** Directions **
Repeat word for word everything from the line containing "Where can the coffee" to the end of the listing, first and last lines included, and only that.

─── Supplied data

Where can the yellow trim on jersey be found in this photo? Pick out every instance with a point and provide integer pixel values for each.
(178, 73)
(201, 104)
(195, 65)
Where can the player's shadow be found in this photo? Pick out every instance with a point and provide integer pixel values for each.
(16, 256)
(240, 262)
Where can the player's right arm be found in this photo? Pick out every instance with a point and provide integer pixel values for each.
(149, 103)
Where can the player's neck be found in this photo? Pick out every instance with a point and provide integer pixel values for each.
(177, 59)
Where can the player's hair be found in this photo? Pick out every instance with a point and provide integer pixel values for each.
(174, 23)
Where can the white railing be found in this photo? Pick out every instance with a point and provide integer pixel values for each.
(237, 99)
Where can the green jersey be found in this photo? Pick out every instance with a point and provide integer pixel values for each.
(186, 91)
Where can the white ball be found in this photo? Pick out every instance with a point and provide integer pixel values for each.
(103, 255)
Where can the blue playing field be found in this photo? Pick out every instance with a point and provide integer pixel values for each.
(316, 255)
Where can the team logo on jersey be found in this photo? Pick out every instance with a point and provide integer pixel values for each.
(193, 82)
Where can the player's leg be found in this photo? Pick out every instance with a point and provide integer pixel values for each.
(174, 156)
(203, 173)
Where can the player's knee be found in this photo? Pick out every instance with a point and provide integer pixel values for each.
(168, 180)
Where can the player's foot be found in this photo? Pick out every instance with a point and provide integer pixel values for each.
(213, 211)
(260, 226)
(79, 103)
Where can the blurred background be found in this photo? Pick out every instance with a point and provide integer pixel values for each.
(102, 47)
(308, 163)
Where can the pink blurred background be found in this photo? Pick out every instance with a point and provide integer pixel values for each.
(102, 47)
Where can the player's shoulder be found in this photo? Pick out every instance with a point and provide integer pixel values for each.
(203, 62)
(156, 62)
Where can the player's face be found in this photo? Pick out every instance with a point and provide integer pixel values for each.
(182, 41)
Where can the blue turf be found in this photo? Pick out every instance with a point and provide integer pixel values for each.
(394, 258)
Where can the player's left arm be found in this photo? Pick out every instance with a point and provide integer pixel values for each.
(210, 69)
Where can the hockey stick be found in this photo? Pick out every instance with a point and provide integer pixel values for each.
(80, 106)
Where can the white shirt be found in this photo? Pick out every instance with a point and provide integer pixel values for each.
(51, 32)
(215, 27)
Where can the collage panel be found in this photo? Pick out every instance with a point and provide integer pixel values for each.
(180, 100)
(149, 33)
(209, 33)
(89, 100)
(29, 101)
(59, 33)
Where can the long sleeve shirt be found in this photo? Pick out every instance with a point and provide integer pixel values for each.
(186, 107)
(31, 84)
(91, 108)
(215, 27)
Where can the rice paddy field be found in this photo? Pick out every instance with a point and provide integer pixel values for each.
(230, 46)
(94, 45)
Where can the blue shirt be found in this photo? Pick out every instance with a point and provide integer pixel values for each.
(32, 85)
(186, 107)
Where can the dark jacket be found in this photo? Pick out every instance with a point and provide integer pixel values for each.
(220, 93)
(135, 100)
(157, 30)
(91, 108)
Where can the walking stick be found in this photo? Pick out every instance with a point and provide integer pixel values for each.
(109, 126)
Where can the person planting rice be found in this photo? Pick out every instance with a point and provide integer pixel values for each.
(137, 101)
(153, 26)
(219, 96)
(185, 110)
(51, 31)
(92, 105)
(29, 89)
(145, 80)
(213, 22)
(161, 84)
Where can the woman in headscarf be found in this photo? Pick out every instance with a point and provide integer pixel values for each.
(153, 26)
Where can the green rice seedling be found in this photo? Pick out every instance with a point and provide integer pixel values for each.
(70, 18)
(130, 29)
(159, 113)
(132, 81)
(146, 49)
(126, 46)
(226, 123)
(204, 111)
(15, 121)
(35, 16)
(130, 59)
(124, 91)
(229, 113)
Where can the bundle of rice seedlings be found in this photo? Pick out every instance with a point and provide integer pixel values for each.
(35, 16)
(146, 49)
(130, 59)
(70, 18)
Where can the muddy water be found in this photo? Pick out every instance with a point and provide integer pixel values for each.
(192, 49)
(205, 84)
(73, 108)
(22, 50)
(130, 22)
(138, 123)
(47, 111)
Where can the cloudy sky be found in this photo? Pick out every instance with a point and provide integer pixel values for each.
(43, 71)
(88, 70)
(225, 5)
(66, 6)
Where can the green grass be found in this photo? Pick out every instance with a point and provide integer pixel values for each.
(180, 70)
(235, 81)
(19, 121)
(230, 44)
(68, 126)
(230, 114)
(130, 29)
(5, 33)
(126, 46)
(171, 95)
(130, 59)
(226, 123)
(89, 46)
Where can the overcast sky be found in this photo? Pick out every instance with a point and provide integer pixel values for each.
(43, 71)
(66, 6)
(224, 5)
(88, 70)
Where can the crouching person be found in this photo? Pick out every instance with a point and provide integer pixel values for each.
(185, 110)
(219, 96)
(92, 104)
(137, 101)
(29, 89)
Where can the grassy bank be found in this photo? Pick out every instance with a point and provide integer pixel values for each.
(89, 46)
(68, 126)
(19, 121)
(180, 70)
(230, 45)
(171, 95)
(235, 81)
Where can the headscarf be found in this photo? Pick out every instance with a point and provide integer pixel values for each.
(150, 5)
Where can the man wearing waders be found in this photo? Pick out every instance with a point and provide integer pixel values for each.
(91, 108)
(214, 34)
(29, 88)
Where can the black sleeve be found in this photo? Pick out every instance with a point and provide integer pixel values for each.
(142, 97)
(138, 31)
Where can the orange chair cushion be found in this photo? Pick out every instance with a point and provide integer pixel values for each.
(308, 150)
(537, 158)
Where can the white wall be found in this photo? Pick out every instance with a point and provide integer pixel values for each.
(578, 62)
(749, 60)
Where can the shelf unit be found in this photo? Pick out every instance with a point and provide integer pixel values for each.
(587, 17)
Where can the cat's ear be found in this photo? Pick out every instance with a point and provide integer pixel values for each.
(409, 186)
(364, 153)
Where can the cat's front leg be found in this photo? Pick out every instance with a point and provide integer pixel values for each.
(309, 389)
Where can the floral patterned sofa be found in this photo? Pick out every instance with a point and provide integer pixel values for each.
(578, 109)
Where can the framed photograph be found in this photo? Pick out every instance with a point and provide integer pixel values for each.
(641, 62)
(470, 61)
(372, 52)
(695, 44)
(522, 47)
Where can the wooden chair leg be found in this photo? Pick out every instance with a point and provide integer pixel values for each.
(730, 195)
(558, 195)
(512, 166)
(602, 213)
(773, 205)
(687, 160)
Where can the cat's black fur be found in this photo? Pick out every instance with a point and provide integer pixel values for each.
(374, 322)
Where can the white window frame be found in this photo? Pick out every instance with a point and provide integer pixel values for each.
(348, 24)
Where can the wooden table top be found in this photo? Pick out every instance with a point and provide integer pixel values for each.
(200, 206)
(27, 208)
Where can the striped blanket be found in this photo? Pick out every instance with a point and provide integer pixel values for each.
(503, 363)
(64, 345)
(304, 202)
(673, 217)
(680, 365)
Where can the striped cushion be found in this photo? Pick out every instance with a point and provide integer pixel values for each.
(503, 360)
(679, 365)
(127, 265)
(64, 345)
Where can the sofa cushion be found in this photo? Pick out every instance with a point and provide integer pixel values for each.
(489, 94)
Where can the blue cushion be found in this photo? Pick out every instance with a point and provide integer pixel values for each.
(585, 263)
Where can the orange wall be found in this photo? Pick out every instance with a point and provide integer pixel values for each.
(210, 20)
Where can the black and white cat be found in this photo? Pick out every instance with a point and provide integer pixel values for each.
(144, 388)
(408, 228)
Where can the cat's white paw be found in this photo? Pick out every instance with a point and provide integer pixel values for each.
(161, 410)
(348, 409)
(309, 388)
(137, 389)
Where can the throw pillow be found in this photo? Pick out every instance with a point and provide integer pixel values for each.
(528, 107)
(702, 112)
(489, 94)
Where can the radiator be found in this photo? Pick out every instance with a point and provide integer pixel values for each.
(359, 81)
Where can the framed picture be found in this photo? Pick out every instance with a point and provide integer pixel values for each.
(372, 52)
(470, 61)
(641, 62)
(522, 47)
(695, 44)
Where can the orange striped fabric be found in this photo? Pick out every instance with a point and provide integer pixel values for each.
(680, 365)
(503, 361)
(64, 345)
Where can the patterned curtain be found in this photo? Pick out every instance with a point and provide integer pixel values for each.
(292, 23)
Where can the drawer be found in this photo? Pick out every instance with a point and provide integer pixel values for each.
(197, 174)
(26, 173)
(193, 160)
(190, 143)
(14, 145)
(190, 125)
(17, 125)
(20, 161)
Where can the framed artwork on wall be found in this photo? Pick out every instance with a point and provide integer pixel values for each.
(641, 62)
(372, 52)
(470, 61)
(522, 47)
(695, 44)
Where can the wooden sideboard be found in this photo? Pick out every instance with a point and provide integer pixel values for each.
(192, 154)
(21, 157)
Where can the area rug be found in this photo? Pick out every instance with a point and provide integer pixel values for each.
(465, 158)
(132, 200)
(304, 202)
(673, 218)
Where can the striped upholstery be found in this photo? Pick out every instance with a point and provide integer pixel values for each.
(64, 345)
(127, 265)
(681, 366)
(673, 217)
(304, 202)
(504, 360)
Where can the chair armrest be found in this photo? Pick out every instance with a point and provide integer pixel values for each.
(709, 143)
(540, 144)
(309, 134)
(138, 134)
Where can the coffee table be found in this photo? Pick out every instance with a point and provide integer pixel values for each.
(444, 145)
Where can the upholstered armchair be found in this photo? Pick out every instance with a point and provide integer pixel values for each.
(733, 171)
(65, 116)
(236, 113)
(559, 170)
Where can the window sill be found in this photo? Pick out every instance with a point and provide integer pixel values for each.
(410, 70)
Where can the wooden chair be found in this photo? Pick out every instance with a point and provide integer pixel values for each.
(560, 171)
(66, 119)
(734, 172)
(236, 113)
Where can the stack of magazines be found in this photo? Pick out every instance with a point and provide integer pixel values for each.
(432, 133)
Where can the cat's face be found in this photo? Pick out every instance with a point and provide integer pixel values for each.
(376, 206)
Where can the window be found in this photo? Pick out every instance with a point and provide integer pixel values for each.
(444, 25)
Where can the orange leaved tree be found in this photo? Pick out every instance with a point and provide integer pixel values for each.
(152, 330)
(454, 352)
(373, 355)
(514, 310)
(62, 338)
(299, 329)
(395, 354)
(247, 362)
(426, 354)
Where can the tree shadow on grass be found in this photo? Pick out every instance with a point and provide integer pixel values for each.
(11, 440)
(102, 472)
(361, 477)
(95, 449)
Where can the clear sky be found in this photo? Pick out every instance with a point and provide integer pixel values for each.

──────

** Task answer **
Where can the coffee table be found in this photo? Pick out every instance with a point and provide integer pixel values for each.
(444, 145)
Where can the upholstered armchair be found in this photo? Pick out every instance with a point and provide integer pixel values for each.
(733, 171)
(65, 116)
(236, 113)
(559, 170)
Where can the window sill be found in this photo? Pick out every instance with a point and provide integer pixel values for each.
(410, 70)
Where can the wooden chair be found in this photo? Pick out every instance with a point and provide integer pixel values for each.
(560, 171)
(66, 119)
(734, 172)
(236, 113)
Where can the stack of magazines be found in this photo? Pick out every instance with a point and provide integer pixel values for each.
(432, 133)
Where can the cat's face be found in this photo? Pick out every instance with a point and provide integer pixel values for each.
(376, 206)
Where can the window be found in this photo? Pick out every instance with a point and provide integer pixel values for each.
(444, 25)
Where can the orange leaved tree be found in this photo? Pick out every instance with a point and provide integer pixel values for each.
(152, 330)
(454, 352)
(373, 355)
(514, 310)
(62, 338)
(299, 329)
(395, 354)
(247, 362)
(426, 354)
Where can the tree shadow on grass be found in this photo? Pick out every instance with a point and provide integer pixel values for each.
(11, 440)
(102, 472)
(361, 477)
(95, 449)
Where can the clear sky be found in this photo? Pick out every instance with a point and provide integer pixel values for each.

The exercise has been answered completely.